What the task requires =>
Keep only those lines of the records that include the string "hand".

[Data items]
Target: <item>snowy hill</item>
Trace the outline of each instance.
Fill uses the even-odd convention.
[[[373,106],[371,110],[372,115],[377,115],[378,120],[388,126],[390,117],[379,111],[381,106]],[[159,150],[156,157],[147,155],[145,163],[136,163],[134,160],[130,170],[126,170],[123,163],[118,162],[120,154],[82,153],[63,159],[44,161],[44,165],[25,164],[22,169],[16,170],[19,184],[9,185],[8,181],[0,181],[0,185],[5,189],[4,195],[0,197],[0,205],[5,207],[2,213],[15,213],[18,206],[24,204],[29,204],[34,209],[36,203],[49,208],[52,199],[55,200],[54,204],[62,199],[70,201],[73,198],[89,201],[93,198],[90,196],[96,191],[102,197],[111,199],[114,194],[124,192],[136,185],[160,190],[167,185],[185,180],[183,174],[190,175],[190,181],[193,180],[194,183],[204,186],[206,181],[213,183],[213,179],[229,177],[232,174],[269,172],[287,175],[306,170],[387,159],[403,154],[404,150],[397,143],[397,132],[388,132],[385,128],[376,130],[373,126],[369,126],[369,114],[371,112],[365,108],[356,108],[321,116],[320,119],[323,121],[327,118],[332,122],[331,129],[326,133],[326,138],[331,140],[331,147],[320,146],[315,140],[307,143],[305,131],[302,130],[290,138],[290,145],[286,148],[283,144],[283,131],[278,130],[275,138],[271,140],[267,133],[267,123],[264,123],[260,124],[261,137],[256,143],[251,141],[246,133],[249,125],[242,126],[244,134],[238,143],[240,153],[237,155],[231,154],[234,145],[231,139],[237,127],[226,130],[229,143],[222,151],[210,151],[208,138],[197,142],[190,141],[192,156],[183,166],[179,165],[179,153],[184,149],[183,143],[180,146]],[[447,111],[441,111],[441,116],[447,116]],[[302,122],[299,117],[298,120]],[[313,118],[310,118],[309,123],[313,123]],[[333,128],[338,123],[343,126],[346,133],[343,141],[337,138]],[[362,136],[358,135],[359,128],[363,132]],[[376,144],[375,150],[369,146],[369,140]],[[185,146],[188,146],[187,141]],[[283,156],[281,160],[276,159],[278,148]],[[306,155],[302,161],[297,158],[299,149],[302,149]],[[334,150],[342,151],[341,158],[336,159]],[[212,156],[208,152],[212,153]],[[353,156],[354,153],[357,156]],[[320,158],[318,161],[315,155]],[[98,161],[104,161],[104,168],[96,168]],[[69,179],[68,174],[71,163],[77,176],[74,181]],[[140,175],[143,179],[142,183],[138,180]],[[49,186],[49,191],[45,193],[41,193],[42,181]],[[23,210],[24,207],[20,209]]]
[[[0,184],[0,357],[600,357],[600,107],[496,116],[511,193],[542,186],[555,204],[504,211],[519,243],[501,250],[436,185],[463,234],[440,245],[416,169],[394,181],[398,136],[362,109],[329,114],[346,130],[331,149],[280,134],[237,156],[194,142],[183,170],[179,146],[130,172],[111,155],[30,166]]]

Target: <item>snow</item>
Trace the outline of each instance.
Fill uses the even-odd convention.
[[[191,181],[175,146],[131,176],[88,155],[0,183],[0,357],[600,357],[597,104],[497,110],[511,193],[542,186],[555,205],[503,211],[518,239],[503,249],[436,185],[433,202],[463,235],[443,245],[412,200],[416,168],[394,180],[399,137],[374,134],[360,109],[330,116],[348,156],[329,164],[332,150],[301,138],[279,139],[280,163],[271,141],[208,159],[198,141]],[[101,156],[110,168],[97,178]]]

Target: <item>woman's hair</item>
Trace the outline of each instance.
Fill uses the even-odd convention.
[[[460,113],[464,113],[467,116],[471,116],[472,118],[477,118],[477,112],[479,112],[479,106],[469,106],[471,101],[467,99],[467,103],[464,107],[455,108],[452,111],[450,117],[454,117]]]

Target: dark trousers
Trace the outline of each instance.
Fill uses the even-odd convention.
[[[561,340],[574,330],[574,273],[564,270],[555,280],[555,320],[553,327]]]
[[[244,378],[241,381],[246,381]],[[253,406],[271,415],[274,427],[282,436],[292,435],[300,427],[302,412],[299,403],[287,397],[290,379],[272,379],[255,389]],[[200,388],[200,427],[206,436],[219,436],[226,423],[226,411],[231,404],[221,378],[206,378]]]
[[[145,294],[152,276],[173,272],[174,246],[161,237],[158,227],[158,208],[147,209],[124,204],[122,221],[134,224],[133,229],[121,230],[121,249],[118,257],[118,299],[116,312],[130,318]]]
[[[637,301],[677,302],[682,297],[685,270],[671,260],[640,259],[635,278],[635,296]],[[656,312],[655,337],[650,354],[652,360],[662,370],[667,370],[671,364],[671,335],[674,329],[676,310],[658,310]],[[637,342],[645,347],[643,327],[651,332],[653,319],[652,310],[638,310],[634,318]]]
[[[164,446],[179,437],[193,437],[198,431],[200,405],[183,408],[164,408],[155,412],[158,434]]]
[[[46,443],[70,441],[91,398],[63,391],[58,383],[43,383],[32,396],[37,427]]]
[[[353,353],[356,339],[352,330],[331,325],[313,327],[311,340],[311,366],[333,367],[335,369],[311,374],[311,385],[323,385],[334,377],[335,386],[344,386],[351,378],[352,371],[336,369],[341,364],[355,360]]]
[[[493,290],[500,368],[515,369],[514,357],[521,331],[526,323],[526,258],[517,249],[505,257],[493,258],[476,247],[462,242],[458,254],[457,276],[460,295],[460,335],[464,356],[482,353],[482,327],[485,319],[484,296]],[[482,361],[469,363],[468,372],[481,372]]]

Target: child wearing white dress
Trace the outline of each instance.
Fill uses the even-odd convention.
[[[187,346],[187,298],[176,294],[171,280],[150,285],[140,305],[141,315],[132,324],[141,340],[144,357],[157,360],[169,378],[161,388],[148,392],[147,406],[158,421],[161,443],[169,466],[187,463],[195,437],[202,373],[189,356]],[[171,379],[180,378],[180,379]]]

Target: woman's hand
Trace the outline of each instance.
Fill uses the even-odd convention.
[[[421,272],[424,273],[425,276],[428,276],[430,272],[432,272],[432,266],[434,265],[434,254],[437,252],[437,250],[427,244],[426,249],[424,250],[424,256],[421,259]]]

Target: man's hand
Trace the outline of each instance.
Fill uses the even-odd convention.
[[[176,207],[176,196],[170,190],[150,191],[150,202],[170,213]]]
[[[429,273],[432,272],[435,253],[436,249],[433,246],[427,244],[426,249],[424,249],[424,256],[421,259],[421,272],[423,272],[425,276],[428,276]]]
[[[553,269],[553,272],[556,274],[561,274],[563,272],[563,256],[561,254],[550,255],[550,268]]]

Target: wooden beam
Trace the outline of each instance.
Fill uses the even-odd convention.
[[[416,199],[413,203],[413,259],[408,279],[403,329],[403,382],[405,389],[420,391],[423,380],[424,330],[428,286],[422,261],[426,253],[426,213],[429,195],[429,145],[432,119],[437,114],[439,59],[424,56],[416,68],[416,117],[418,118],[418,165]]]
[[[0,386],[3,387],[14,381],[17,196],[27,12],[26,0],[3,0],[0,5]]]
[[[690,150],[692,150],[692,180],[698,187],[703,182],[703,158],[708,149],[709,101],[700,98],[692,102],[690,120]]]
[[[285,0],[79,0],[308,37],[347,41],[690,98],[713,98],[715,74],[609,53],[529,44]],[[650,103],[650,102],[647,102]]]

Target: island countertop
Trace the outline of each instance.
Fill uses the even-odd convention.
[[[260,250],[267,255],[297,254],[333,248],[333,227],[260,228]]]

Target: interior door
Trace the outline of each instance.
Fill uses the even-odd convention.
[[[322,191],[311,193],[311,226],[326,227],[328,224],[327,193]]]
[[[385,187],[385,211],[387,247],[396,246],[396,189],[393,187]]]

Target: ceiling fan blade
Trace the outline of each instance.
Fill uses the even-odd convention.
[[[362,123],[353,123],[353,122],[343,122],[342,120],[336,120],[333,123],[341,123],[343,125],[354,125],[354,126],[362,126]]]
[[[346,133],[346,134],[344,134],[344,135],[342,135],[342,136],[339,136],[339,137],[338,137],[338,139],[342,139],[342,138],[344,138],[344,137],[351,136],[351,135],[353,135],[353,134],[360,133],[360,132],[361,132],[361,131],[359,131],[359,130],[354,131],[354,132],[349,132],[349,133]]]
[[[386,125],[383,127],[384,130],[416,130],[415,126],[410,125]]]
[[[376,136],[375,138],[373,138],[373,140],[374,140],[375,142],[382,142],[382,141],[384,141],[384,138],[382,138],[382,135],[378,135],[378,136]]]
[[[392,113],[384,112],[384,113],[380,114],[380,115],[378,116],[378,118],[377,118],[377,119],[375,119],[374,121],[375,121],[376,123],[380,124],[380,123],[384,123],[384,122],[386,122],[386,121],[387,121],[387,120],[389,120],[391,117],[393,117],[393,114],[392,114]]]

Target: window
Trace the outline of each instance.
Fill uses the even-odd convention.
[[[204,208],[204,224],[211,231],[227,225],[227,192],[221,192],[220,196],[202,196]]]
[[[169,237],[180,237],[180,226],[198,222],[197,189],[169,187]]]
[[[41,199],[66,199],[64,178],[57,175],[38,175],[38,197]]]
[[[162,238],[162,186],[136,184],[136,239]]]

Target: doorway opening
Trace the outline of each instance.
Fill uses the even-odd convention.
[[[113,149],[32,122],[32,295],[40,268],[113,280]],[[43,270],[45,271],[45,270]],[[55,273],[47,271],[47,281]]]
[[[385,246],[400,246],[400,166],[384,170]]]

Task result =>
Target: woman's hand
Target: man's hand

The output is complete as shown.